# Start of Source records
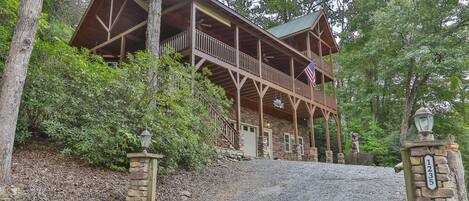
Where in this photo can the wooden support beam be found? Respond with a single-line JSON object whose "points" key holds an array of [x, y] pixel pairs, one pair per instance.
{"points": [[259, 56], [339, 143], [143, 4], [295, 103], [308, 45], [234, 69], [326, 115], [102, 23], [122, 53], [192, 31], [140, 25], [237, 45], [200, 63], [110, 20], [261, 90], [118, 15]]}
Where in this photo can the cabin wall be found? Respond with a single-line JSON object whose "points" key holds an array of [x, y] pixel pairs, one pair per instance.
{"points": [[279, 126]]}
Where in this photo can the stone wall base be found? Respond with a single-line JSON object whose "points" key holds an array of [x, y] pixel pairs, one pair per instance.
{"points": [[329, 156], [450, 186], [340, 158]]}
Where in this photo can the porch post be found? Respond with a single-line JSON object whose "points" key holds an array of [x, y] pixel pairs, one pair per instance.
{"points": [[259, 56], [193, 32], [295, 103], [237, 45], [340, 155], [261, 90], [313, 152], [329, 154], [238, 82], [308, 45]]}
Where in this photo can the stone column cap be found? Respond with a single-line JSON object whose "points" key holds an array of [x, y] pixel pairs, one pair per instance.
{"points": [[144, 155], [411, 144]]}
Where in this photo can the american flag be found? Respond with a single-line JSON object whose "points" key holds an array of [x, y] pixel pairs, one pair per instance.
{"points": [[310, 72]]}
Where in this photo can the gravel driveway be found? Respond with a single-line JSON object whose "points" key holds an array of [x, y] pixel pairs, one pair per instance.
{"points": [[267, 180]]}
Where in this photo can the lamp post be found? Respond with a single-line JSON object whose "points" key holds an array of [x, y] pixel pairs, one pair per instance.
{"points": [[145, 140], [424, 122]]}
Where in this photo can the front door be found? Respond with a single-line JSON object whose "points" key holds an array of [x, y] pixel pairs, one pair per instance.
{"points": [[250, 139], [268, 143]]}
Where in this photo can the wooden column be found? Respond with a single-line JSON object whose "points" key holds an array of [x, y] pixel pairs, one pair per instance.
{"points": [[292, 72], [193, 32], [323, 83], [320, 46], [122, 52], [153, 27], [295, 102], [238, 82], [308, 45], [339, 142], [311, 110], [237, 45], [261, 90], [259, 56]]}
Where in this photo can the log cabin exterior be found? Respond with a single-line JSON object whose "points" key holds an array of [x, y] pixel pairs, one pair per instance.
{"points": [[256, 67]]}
# End of Source records
# Start of Source records
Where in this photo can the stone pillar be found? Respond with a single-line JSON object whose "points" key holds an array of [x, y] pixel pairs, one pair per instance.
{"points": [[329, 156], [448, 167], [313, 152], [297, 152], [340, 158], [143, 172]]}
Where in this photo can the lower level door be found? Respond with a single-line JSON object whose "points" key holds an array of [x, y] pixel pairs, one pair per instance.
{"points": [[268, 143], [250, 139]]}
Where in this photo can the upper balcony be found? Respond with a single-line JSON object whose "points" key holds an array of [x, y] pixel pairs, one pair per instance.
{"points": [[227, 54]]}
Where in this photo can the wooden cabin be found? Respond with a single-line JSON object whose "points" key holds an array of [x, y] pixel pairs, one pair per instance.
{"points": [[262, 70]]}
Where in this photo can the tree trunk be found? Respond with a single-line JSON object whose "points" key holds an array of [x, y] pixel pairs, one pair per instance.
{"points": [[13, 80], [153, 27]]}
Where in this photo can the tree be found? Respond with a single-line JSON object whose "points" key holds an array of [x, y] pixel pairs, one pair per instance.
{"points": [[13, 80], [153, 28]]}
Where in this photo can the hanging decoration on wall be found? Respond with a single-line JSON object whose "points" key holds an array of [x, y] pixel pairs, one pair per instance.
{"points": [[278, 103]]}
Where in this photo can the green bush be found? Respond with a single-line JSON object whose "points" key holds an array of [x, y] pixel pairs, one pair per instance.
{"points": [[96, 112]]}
# End of Source records
# Start of Source records
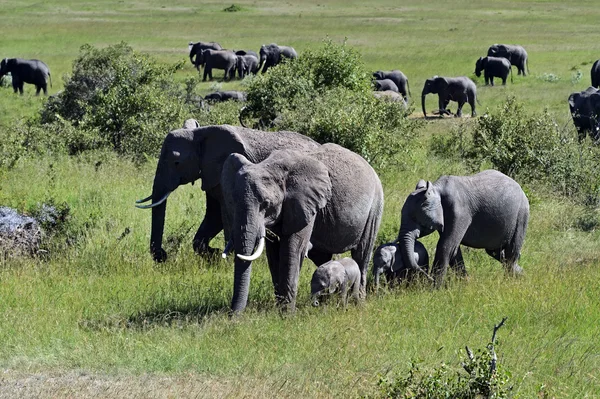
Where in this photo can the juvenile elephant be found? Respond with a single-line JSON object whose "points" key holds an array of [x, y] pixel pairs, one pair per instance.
# End of Source records
Your objective
Show each line of the records in which the word "wall" appears, copying the lines in full. Case counts.

The output
Where in this photo can the cabin wall be found? Respond with a single-line JSON object whose "points" key holds an array of [x, y] pixel pairs, one pair per instance.
Where in this photo can the stone wall base be found? Respond with a single-line JSON object whose "points" key holds an array of [x, y] pixel pairs, one pair per instance.
Where in this photo can the hanging decoration on wall be found? Respond with a single-line JSON object whose "points" key holds an array of [x, y] pixel pairs, one pair per instance.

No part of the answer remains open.